▶ WHAT YOU NEED TO DO
Line by line, reproduce the records exactly.

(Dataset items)
<<<<

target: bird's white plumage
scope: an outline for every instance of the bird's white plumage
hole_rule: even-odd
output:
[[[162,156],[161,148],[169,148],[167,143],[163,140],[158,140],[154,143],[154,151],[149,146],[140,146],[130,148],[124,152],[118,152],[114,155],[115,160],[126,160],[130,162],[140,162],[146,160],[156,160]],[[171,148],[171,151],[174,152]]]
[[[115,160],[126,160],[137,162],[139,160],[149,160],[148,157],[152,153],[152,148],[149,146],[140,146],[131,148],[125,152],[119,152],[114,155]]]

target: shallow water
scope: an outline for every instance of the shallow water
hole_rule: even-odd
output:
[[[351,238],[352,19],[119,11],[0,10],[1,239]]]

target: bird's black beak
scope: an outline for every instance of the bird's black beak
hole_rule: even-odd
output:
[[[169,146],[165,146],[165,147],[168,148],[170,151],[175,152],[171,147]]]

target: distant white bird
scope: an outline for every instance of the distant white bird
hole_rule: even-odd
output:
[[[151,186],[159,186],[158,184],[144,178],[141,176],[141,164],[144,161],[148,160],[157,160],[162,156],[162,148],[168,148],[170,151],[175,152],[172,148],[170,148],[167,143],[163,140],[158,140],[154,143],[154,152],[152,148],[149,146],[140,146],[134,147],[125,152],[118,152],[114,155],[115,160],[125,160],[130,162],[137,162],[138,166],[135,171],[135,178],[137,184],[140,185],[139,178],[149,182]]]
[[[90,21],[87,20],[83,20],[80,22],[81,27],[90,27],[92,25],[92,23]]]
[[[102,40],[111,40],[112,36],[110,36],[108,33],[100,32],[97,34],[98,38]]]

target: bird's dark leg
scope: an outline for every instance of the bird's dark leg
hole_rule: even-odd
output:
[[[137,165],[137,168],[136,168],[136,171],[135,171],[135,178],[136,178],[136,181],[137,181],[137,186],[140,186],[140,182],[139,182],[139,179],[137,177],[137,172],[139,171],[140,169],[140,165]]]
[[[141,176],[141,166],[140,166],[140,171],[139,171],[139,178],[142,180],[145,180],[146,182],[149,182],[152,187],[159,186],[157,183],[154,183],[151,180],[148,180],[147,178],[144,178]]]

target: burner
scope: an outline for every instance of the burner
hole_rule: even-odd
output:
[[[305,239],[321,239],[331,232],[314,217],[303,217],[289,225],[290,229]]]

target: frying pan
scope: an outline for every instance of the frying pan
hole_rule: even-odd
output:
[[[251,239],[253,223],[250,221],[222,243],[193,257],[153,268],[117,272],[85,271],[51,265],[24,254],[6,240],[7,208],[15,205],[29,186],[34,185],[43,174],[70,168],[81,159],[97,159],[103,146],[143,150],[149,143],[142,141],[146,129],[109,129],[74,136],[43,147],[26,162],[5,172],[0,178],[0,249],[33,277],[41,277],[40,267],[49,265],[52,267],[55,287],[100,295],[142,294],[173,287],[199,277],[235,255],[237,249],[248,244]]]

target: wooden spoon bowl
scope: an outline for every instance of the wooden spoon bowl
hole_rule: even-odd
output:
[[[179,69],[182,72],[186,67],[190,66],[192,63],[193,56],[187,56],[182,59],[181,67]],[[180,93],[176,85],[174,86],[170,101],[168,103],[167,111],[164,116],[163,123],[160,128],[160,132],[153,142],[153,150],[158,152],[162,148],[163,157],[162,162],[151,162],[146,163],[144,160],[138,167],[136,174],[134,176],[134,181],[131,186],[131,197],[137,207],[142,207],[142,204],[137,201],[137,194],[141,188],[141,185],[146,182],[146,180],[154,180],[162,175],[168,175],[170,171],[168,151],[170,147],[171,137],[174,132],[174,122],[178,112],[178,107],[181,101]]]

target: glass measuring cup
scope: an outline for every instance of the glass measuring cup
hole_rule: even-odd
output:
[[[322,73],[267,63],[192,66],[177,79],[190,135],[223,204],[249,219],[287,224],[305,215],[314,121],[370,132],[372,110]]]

>>>>

▶ RESULT
target: bird's white plumage
scope: an outline for every instance of the bird's white plumage
hole_rule: even-odd
output:
[[[162,156],[161,148],[169,148],[167,143],[163,140],[158,140],[154,143],[154,151],[149,146],[140,146],[130,148],[124,152],[118,152],[114,155],[115,160],[126,160],[130,162],[140,162],[146,160],[156,160]],[[171,148],[171,151],[174,152]]]
[[[115,160],[126,160],[137,162],[139,160],[149,160],[148,157],[152,153],[152,148],[149,146],[140,146],[131,148],[125,152],[119,152],[114,155]]]

target: shallow water
scope: an outline for every instance of the shallow water
hole_rule: even-odd
output:
[[[351,238],[352,19],[119,11],[0,10],[1,239]]]

target: bird's black beak
scope: an outline for every instance of the bird's black beak
hole_rule: even-odd
output:
[[[169,146],[165,146],[165,147],[168,148],[170,151],[175,152],[171,147]]]

target: distant white bird
scope: an outline for every instance of the distant white bird
hole_rule: even-odd
output:
[[[151,186],[159,186],[158,184],[144,178],[141,176],[141,164],[144,161],[148,160],[157,160],[162,156],[162,148],[168,148],[170,151],[175,152],[172,148],[170,148],[167,143],[163,140],[158,140],[154,143],[154,152],[152,148],[149,146],[140,146],[134,147],[125,152],[118,152],[114,155],[115,160],[125,160],[130,162],[137,162],[138,166],[135,171],[135,178],[137,184],[140,185],[139,178],[149,182]]]
[[[90,21],[87,20],[83,20],[80,22],[81,27],[90,27],[92,25],[92,23]]]
[[[102,40],[111,40],[112,36],[110,36],[108,33],[100,32],[97,34],[98,38]]]

target: bird's dark leg
scope: an outline for every instance of the bird's dark leg
hole_rule: even-odd
output:
[[[137,165],[137,168],[136,168],[136,171],[135,171],[135,178],[136,178],[136,181],[137,181],[137,186],[140,186],[140,182],[139,182],[139,179],[137,177],[137,172],[139,171],[140,169],[140,165]]]
[[[141,176],[141,166],[140,166],[140,171],[139,171],[139,178],[142,180],[145,180],[146,182],[149,182],[152,187],[159,186],[157,183],[154,183],[151,180],[148,180],[147,178],[144,178]]]

target: burner
scope: an outline for every instance of the burner
hole_rule: even-odd
output:
[[[305,239],[321,239],[331,232],[314,217],[303,217],[289,225],[290,229]]]

target: frying pan
scope: an outline for every instance of the frying pan
hole_rule: even-odd
output:
[[[251,239],[253,223],[250,221],[222,243],[193,257],[153,268],[117,272],[85,271],[51,265],[24,254],[6,240],[7,208],[15,205],[29,186],[34,185],[43,174],[70,168],[81,159],[97,159],[103,146],[143,150],[149,143],[142,141],[146,129],[109,129],[74,136],[43,147],[26,162],[5,172],[0,178],[0,249],[33,277],[41,277],[40,267],[49,265],[52,267],[55,287],[100,295],[142,294],[173,287],[199,277],[235,255],[237,249],[248,244]]]

target: wooden spoon bowl
scope: an outline for every instance of the wooden spoon bowl
hole_rule: even-odd
output:
[[[179,69],[182,72],[186,67],[190,66],[192,63],[193,56],[187,56],[182,59],[181,67]],[[180,93],[176,85],[174,86],[170,101],[168,103],[167,111],[164,116],[163,123],[160,128],[160,132],[153,142],[153,150],[158,152],[162,148],[163,157],[162,162],[151,162],[146,163],[144,160],[138,167],[136,174],[134,176],[134,181],[131,186],[131,197],[137,207],[142,207],[142,204],[137,201],[137,194],[141,188],[141,185],[146,182],[146,180],[154,180],[162,175],[168,175],[170,171],[168,151],[170,147],[171,137],[174,132],[174,122],[178,112],[178,107],[181,101]]]

target: glass measuring cup
scope: an outline for every instance of the glass measuring cup
hole_rule: even-odd
output:
[[[322,73],[267,63],[192,66],[177,79],[190,135],[223,204],[249,219],[287,224],[305,215],[314,121],[370,132],[372,110]]]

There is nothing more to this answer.